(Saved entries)
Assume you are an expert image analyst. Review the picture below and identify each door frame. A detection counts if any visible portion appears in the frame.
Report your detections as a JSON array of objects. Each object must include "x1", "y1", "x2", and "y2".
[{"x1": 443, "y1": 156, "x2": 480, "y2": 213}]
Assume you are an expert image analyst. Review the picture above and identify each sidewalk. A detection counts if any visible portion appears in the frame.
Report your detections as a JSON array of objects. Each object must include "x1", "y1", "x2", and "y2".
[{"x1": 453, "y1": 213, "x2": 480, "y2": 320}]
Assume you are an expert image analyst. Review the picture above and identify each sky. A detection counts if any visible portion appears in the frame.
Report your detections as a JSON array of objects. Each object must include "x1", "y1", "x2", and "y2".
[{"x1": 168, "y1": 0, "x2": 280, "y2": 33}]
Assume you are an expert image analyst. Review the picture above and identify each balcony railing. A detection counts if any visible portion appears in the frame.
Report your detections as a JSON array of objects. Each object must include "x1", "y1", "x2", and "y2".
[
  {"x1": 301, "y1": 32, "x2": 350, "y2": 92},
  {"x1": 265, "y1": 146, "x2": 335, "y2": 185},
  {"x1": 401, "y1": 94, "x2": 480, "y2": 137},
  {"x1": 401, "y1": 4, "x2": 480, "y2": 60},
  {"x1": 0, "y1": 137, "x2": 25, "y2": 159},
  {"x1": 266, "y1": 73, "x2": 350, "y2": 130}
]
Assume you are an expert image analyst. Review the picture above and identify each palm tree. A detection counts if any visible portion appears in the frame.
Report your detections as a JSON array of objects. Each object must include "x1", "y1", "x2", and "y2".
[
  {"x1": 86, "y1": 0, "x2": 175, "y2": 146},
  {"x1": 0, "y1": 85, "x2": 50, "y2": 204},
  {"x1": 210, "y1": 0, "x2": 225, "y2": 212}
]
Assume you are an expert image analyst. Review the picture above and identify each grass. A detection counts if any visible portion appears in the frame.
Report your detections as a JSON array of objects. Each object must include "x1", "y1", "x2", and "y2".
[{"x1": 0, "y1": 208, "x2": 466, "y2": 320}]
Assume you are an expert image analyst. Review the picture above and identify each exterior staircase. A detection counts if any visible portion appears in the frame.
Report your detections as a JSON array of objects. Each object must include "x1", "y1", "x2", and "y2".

## TASK TO CARRY OUT:
Reproduce all of the entries above, replacing each occurrence of "visible portion" with "visible part" and leaving everything else unchanged.

## RESPONSE FOR THIS EXERCISE:
Assume you are an expert image analyst. Review the picture below and identify each door frame. A detection counts if any visible part appears in the frame.
Report your detections as a JSON array of objects. Each object must include "x1", "y1", "x2", and "y2".
[{"x1": 443, "y1": 156, "x2": 480, "y2": 213}]
Assume you are an expert image analyst. Review the picture above and identify each sidewalk. A detection counts if any visible part appears in the frame.
Report your detections as a JSON array of objects. Each object must include "x1", "y1", "x2", and "y2".
[{"x1": 453, "y1": 213, "x2": 480, "y2": 320}]
Assume you are an expert image analyst. Review the picture above and identify each sky. A detection counts if any visible part appears in the frame.
Report your detections as a JSON array of objects. Each object must include "x1", "y1", "x2", and "y2".
[{"x1": 168, "y1": 0, "x2": 280, "y2": 33}]
Assume you are an expert image analyst. Review the picture above and identify each balcony railing. A detection counts if any visible part appears in the frame.
Report your detections as a JSON array of objects. Each object must include "x1", "y1", "x2", and "y2".
[
  {"x1": 301, "y1": 32, "x2": 350, "y2": 92},
  {"x1": 265, "y1": 146, "x2": 335, "y2": 185},
  {"x1": 401, "y1": 94, "x2": 480, "y2": 137},
  {"x1": 401, "y1": 4, "x2": 480, "y2": 60},
  {"x1": 0, "y1": 137, "x2": 25, "y2": 159},
  {"x1": 266, "y1": 73, "x2": 350, "y2": 130}
]
Assume you are an expert image analyst. Review the picture above and identify each palm tree. A detection counts if any visible part appears in the frame.
Report your detections as a JSON array of objects. Each object must include "x1", "y1", "x2", and "y2".
[
  {"x1": 86, "y1": 0, "x2": 175, "y2": 146},
  {"x1": 0, "y1": 85, "x2": 50, "y2": 204},
  {"x1": 210, "y1": 0, "x2": 225, "y2": 212}
]
Assume you are an expert image analyst. Review the picture above and identify each grass. A detection counts if any visible part appears in the frame.
Report your detections as a JSON array of objects. Each object must include "x1", "y1", "x2", and "y2".
[{"x1": 0, "y1": 208, "x2": 466, "y2": 320}]
Assume you are an expert image analyst. Review the picture above and identify each exterior staircase. A detection counts if any visible part appears in the frame.
Report your detections as a JSON array of objects. Each object must include "x1", "y1", "x2", and "y2".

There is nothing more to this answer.